Sometimes, depending on where I am in life, I like to look back in my journals and see where I was on or around that particular date (I may be an avid journaler, but I cannot attest to writing every day, or even every week). This month, being one with a mixture of feelings with starting projects in my community, missing home, and realizing I am approaching the year mark in Peru, I decided to look back to see where I was as I readied myself to embark on this two-year journey. And, seeing as how I am not one to keep many secrets, I see no problem in sharing with all of you.

April 16, 2011  1:45 p.m.    On break while working at Interzone (coffee shop I worked at)

Over-caffeinated, shaking. Wobbly table, wild hair, jumpy stomach. Ordered food. I have no idea if I can eat it.

Peru. F%$*ing PERU! Can you imagine? I kind of can. Not really. I can't feel the fall air which will greet me. I can't feel the stiff bed, the awkward silence between host family and myself. I can only imagine a slew of odd feelings which will be replaced by the true experience in which I will be in awe and unknowing of how to gracefully handle.
....
What will I do with the stares, the cat calls, the bizarre comments? What will I do with the comments I don't understand? Will my clothes feel different? My skin? What will become of me?

DATASET EXCERPTS:
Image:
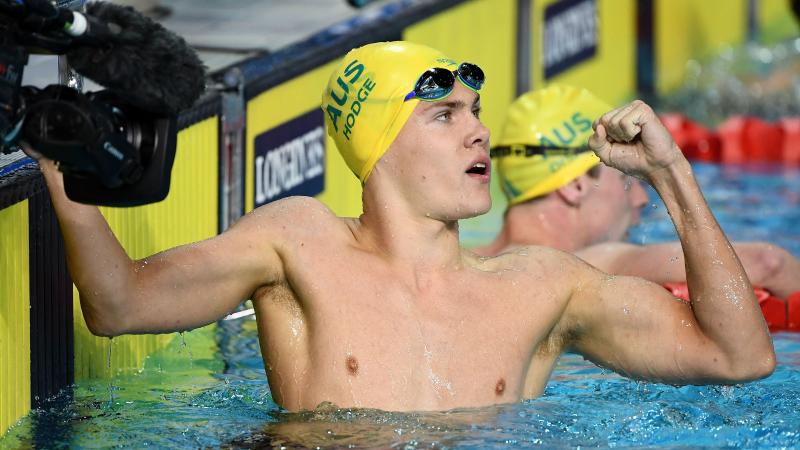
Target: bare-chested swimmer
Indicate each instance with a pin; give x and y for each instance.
(387, 310)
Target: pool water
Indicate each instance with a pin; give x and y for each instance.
(179, 401)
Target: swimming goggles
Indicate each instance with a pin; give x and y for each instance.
(437, 83)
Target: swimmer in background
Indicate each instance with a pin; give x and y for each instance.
(386, 310)
(567, 199)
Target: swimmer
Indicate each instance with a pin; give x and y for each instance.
(386, 310)
(570, 201)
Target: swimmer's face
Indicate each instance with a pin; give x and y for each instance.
(613, 205)
(440, 159)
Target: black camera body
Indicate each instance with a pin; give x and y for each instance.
(111, 151)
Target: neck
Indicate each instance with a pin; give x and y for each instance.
(405, 237)
(544, 222)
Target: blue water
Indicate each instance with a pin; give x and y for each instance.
(179, 401)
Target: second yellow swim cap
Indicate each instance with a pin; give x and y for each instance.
(364, 102)
(556, 116)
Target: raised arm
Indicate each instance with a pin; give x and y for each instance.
(633, 325)
(182, 288)
(767, 265)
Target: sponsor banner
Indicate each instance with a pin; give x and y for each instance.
(290, 159)
(570, 35)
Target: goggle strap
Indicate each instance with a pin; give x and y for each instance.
(532, 150)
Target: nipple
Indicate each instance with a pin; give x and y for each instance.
(500, 387)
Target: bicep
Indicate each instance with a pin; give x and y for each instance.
(196, 284)
(637, 328)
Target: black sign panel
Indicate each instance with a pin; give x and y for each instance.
(570, 35)
(290, 159)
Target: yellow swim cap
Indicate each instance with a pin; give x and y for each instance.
(364, 101)
(556, 116)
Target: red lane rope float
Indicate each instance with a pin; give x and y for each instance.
(738, 140)
(780, 314)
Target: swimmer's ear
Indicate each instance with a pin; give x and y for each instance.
(575, 191)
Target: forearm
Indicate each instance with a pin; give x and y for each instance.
(96, 261)
(722, 298)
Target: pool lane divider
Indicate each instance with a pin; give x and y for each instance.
(780, 314)
(739, 139)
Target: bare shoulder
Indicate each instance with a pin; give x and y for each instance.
(605, 254)
(538, 269)
(532, 260)
(292, 217)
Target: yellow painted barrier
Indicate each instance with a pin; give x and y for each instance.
(15, 362)
(188, 214)
(776, 21)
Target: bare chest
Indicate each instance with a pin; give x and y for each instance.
(365, 338)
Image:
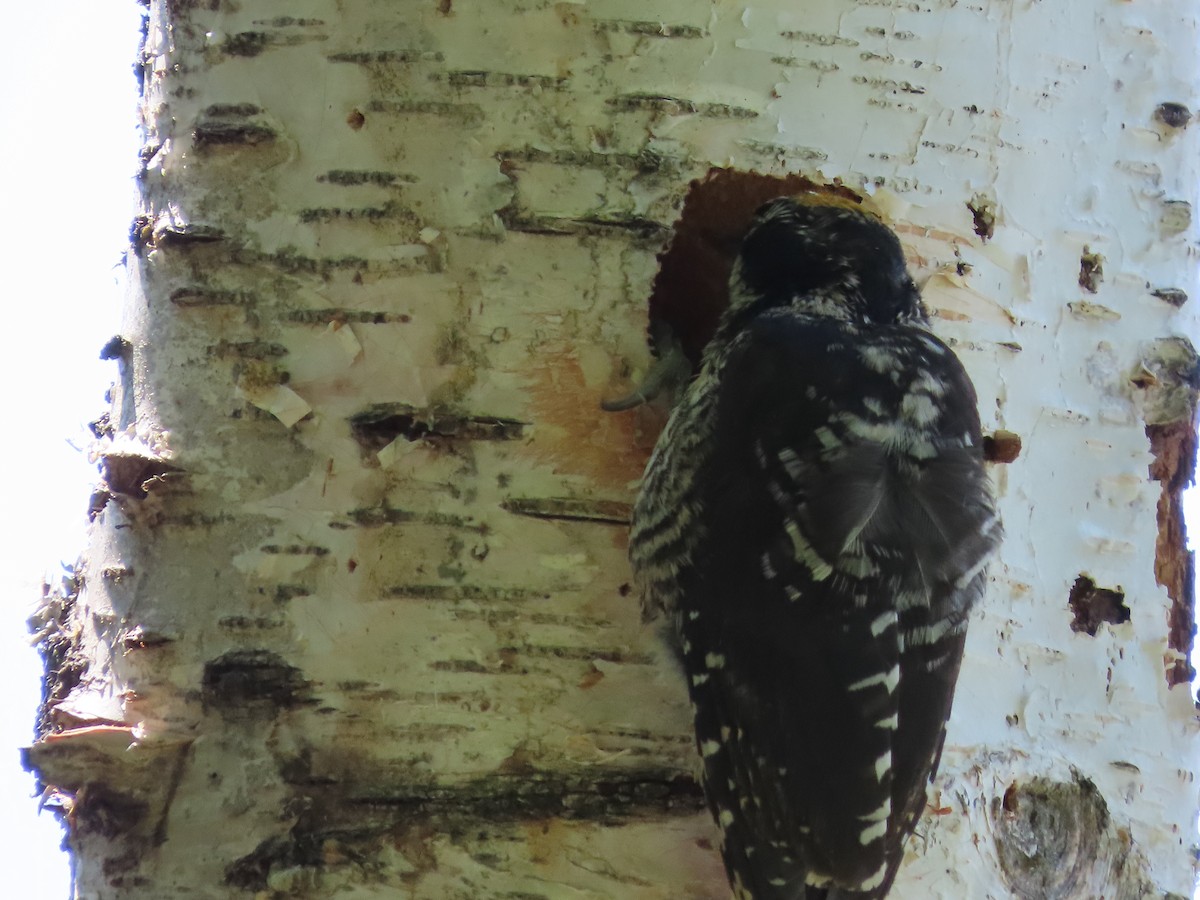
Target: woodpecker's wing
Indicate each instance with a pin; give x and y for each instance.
(844, 525)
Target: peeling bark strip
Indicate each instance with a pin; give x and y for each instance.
(1174, 447)
(379, 426)
(355, 606)
(570, 509)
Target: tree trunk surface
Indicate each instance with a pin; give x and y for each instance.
(355, 617)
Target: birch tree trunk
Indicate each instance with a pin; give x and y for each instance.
(355, 616)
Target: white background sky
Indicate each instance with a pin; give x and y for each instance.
(67, 151)
(67, 154)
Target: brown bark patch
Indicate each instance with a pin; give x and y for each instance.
(1092, 605)
(1174, 445)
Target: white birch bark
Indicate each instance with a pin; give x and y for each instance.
(355, 616)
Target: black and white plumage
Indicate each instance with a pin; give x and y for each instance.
(816, 520)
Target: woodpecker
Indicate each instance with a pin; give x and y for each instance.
(816, 523)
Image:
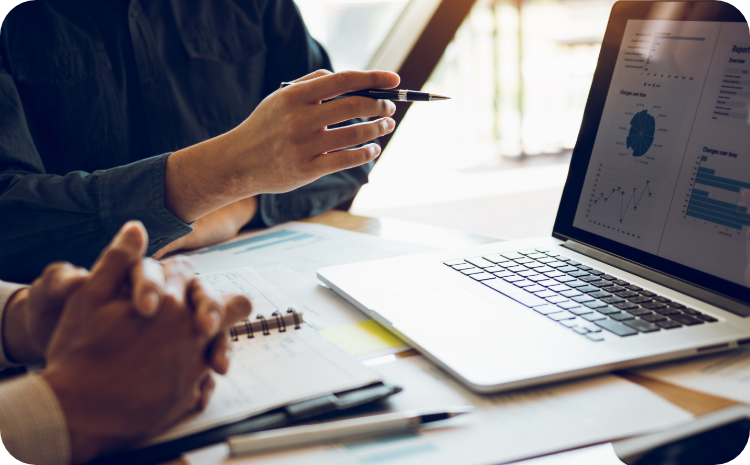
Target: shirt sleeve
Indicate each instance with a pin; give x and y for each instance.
(6, 291)
(32, 425)
(69, 217)
(293, 53)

AIM 1: Please return the part of the journal excerpt starting with "Over-caffeinated, shaking. Wobbly" and going on through "to gracefully handle.".
AIM 2: From the journal excerpt, list every thing the writer says they can't feel.

EXERCISE ANSWER 1:
Over-caffeinated, shaking. Wobbly table, wild hair, jumpy stomach. Ordered food. I have no idea if I can eat it.

Peru. F%$*ing PERU! Can you imagine? I kind of can. Not really. I can't feel the fall air which will greet me. I can't feel the stiff bed, the awkward silence between host family and myself. I can only imagine a slew of odd feelings which will be replaced by the true experience in which I will be in awe and unknowing of how to gracefully handle.

EXERCISE ANSWER 2:
- the fall air which will greet me
- the stiff bed
- the awkward silence between host family and myself